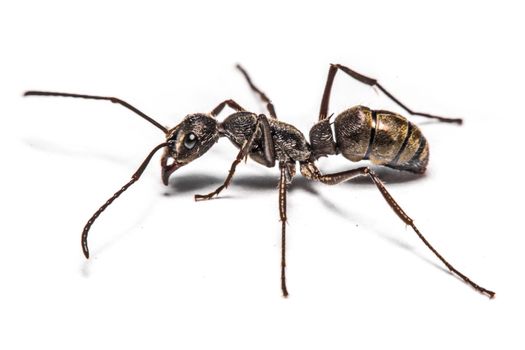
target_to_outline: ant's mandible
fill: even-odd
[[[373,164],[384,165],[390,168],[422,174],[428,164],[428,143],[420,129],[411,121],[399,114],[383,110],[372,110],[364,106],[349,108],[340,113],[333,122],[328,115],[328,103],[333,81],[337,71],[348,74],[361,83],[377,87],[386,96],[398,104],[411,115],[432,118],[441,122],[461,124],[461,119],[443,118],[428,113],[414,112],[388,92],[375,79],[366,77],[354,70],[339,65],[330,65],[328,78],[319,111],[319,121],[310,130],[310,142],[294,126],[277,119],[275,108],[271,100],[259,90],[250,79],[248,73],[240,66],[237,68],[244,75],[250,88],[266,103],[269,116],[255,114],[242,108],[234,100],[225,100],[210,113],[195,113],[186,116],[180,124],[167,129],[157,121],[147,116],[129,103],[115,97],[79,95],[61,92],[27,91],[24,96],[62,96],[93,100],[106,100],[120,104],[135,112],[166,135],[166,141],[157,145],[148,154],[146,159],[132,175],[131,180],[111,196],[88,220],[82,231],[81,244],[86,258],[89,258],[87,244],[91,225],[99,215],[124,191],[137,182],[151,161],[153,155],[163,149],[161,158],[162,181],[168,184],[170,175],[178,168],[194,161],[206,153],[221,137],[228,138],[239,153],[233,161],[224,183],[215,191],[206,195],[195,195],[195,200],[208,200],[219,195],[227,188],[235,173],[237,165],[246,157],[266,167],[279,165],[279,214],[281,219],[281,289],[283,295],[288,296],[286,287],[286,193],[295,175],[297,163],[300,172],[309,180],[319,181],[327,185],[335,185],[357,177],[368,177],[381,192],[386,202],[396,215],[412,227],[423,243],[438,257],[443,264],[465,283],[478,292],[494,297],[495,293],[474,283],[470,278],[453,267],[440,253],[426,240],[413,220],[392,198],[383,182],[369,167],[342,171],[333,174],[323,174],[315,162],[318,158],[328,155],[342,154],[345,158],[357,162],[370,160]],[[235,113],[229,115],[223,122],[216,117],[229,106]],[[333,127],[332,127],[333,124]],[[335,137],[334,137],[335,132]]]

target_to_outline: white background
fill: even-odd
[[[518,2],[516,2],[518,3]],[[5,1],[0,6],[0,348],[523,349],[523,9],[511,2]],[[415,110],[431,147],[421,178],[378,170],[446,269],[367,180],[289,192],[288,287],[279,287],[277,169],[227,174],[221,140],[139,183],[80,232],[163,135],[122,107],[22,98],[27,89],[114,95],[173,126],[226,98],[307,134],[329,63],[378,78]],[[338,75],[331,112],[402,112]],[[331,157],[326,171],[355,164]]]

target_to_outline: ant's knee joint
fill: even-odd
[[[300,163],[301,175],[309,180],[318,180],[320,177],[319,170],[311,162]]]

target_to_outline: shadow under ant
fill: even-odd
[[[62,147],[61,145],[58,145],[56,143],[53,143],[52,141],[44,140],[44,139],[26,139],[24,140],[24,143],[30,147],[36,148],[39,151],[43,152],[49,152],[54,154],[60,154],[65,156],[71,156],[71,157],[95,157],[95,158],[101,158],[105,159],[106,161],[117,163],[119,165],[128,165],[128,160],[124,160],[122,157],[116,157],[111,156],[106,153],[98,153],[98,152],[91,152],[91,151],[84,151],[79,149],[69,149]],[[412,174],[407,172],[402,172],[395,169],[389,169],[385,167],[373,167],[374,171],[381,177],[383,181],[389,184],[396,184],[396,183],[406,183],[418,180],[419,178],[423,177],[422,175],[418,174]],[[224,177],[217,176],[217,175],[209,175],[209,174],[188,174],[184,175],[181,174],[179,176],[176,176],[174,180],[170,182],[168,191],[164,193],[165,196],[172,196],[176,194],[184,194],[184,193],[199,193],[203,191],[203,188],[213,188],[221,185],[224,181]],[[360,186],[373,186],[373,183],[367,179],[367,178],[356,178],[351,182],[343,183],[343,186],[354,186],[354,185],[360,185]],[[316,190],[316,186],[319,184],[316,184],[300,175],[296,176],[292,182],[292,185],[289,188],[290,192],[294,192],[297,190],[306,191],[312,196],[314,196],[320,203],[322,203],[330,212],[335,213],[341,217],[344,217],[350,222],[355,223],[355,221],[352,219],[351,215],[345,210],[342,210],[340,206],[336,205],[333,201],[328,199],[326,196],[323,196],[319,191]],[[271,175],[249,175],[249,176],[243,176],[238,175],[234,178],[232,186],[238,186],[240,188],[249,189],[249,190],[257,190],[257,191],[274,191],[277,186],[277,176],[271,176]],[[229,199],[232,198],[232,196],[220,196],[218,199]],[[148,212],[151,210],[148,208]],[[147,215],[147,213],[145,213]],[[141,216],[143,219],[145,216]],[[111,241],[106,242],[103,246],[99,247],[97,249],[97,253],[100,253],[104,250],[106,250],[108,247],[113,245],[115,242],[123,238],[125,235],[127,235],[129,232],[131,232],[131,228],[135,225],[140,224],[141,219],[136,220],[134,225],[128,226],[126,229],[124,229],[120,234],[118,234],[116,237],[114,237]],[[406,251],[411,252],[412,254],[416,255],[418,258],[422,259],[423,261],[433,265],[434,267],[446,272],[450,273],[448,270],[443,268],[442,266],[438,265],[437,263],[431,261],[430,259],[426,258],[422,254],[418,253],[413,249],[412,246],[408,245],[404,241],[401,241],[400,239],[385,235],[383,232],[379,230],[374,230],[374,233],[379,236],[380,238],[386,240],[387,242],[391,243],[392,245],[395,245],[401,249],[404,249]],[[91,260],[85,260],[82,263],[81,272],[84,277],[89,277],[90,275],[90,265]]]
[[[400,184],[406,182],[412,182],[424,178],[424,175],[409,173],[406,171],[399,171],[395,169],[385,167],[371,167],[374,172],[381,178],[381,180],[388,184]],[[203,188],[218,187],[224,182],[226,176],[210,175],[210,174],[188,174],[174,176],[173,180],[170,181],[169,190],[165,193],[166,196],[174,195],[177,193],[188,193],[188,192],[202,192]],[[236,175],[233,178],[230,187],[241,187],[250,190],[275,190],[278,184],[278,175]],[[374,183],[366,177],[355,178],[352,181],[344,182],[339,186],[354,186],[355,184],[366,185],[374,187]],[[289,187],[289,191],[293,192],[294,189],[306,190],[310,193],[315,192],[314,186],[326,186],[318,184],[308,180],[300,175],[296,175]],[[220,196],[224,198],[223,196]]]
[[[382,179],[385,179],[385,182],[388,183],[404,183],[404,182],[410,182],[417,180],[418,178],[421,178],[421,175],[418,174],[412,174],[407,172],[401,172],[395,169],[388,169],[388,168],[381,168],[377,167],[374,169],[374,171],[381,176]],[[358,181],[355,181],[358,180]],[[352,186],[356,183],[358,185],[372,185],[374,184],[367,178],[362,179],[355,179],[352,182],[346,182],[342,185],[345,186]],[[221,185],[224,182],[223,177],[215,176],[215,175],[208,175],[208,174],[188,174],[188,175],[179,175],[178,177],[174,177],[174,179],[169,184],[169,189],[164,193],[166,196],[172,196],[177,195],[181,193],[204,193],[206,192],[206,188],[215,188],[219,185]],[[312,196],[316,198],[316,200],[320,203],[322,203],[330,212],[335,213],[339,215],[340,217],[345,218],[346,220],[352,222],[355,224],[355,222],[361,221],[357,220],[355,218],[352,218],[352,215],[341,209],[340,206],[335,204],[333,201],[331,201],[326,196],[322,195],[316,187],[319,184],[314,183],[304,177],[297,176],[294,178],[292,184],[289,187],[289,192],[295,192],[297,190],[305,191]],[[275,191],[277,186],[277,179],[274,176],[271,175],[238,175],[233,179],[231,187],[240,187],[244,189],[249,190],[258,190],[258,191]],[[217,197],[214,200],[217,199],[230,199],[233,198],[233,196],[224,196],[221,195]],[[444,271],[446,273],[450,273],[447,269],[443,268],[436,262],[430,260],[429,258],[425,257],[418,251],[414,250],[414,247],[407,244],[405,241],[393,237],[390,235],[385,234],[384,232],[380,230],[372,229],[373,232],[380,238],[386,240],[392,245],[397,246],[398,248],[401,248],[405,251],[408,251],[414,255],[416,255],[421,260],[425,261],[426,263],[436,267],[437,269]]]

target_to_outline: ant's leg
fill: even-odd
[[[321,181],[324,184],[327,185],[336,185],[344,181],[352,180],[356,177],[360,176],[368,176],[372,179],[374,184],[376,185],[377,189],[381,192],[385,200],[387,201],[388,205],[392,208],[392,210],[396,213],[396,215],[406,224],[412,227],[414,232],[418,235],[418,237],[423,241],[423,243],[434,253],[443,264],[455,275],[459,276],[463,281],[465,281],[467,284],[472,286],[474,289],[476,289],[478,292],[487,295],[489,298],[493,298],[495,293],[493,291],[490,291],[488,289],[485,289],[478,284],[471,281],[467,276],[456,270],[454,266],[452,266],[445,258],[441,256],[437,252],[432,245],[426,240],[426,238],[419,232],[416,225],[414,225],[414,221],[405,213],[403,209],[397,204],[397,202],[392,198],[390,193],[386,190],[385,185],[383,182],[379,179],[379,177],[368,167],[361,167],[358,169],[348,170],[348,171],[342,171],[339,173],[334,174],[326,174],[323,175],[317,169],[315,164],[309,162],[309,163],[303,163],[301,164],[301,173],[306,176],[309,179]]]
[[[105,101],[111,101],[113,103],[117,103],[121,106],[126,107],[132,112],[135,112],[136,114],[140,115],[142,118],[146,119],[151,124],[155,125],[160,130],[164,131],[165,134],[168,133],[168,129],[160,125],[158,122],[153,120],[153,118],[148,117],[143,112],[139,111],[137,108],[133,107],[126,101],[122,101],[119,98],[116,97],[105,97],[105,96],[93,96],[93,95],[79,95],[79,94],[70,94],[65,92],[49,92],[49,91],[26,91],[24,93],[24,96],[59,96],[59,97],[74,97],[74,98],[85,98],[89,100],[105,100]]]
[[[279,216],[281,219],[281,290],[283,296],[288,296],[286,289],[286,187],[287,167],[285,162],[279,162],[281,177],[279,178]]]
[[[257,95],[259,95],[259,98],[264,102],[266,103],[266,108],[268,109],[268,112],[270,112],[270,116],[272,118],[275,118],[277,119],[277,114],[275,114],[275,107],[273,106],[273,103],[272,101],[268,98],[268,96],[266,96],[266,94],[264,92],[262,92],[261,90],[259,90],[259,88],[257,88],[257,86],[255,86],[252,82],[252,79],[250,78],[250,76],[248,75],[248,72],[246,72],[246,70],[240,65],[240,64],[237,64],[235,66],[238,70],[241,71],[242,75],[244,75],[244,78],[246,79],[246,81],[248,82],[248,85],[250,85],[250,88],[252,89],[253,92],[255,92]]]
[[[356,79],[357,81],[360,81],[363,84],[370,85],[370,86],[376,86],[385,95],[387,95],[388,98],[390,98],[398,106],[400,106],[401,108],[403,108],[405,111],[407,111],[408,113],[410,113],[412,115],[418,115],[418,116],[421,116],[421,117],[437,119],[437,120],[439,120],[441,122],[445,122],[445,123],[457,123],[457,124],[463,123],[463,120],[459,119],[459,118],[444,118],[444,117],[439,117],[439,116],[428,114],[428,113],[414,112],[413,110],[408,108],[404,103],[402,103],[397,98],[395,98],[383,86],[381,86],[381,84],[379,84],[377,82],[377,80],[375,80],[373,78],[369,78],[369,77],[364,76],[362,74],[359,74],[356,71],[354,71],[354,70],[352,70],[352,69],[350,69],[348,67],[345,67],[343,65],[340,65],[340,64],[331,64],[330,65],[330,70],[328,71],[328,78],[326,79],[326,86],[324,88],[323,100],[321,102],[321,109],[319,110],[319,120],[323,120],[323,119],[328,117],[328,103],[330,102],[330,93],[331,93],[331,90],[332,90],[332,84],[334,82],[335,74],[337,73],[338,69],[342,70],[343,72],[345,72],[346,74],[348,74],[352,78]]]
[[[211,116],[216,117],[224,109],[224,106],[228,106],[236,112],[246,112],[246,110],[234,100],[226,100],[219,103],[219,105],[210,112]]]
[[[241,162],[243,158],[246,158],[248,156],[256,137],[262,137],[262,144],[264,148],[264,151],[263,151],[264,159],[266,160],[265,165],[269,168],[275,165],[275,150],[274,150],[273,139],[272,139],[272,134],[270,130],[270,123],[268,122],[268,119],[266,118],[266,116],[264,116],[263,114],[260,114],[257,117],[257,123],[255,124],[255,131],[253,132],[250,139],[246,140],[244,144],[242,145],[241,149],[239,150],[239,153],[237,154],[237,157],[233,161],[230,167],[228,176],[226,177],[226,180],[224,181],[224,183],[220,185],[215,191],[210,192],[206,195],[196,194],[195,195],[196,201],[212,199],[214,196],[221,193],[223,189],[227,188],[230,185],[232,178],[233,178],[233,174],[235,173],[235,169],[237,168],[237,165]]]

* [Required action]:
Print, with pictures removed, exactly the lines of the records above from the top through the line containing "target_to_outline: white background".

* [Response]:
target_to_outline: ant's mandible
fill: even-odd
[[[373,164],[384,165],[390,168],[422,174],[428,164],[428,143],[420,129],[411,121],[399,114],[383,110],[372,110],[364,106],[349,108],[340,113],[333,122],[328,115],[328,103],[333,81],[337,71],[348,74],[361,83],[377,87],[386,96],[398,104],[411,115],[432,118],[441,122],[461,124],[461,119],[443,118],[428,113],[414,112],[388,92],[375,79],[366,77],[354,70],[339,65],[330,65],[328,78],[319,111],[319,121],[310,130],[310,142],[294,126],[277,119],[275,108],[271,100],[259,90],[250,79],[248,73],[240,66],[237,68],[244,75],[250,88],[266,103],[269,116],[255,114],[242,108],[234,100],[225,100],[210,113],[195,113],[186,116],[180,124],[167,129],[157,121],[147,116],[129,103],[115,97],[79,95],[61,92],[27,91],[24,96],[62,96],[93,100],[106,100],[120,104],[135,112],[166,135],[166,141],[157,145],[148,154],[146,159],[132,175],[131,180],[111,196],[88,220],[82,231],[81,244],[86,258],[89,258],[87,244],[91,225],[99,215],[124,191],[137,182],[151,161],[153,155],[163,149],[161,158],[162,181],[168,184],[170,175],[178,168],[194,161],[206,153],[221,137],[228,138],[239,153],[233,161],[224,183],[215,191],[206,195],[195,195],[195,200],[208,200],[219,195],[227,188],[235,173],[237,165],[246,157],[266,167],[279,165],[279,214],[281,219],[281,289],[283,295],[288,296],[286,287],[286,193],[295,175],[297,163],[300,172],[309,180],[319,181],[327,185],[335,185],[357,177],[368,177],[381,192],[386,202],[396,215],[412,227],[423,243],[438,257],[443,264],[465,283],[478,292],[494,297],[495,293],[474,283],[470,278],[453,267],[440,253],[426,240],[413,220],[392,198],[383,182],[369,167],[342,171],[333,174],[323,174],[315,162],[318,158],[328,155],[342,154],[345,158],[357,162],[370,160]],[[235,113],[229,115],[223,122],[216,117],[229,106]],[[333,127],[332,127],[333,124]],[[335,137],[334,137],[335,132]]]

target_to_outline: white background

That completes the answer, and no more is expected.